## start Text passage

Most British Catholics now back abortion, according to a new census which shows a dramatic shift in Christians' social views.
For the first time a majority of Catholics – who typically hold to conservative views on issues of life and death – agreed 'the law should allow an abortion if the woman decides . . . she does not wish to have a child'.
It comes after Jacob Rees-Mogg, tipped to be a contender for leader of the Conservative Party, explained his staunch opposition to same-sex marriage and abortion by saying he followed the teachings of the Catholic Church.
The 2016 British Social Attitudes survey showed an increase in support for abortion among Catholics rise from 39 per cent when the question was last asked in 2012 in 61 per cent last year. The level of approval is only slightly lower than among those with no religion – 70 per cent of who back abortion according to the same survey.
The sudden rise comes after British Catholics views on abortion had remained relatively steady over the previous 30 years with the same poll in 1985 finding 33 per cent said a woman has a right to have an abortion.
In 1985 the proportion of those with no religion who backed abortion was 57 per cent after a significant shift in both the law and public perception following the 1967 Abortion Act that made termination permissible in certain circumstances.
The survey also found a majority of Anglicans saying gay relationships were 'not wrong at all' for the first time. The same study found a 50-50 split in 2015 with support among those of no religion at 76 per cent.

## end Text passage
## start Given material

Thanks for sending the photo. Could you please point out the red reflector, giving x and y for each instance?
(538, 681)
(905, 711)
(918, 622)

## end Given material

**Exercise:** According to the text about British Catholics' views on abortion, what proportion of people with no religion backed abortion in 1985? The listing was taken from a different source.

**Solution for this task:** 57 per cent